Format the stretch of rows from the line containing "Target = blue jacket" through the line containing "(1064, 698)" as a two-column CSV with the headers input and output. Give one CSV line per row, with the row's text in input and its answer in output, each field in quotes and every line break replaced by a space.

_DATA SUPPLIED:_
+ + + + +

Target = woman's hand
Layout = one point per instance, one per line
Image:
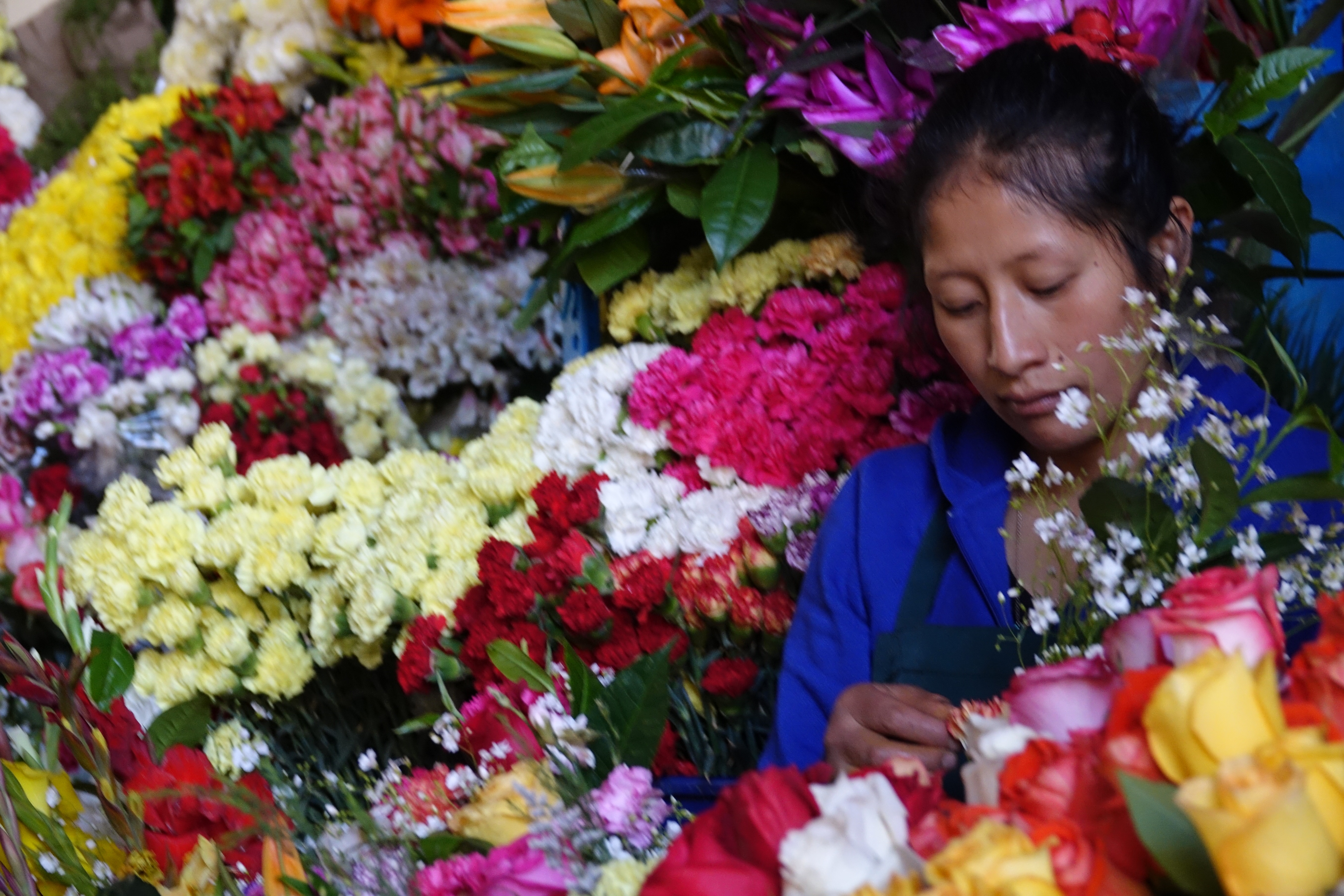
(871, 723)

+ + + + +

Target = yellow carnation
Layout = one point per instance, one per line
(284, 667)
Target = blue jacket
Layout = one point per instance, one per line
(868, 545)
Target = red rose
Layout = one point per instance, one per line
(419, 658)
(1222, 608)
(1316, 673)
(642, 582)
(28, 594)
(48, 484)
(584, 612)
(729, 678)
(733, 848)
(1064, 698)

+ + + + +

_ANSWER TO THIS EXERCISE:_
input,output
"Target = blue jacket Layout = one point per instance, one per line","(868, 545)"
"Target = red rose Layout = one point per instance, one per line","(419, 658) (1222, 608) (1316, 673) (642, 582) (28, 594) (48, 484) (584, 612) (729, 678) (733, 848) (1064, 698)"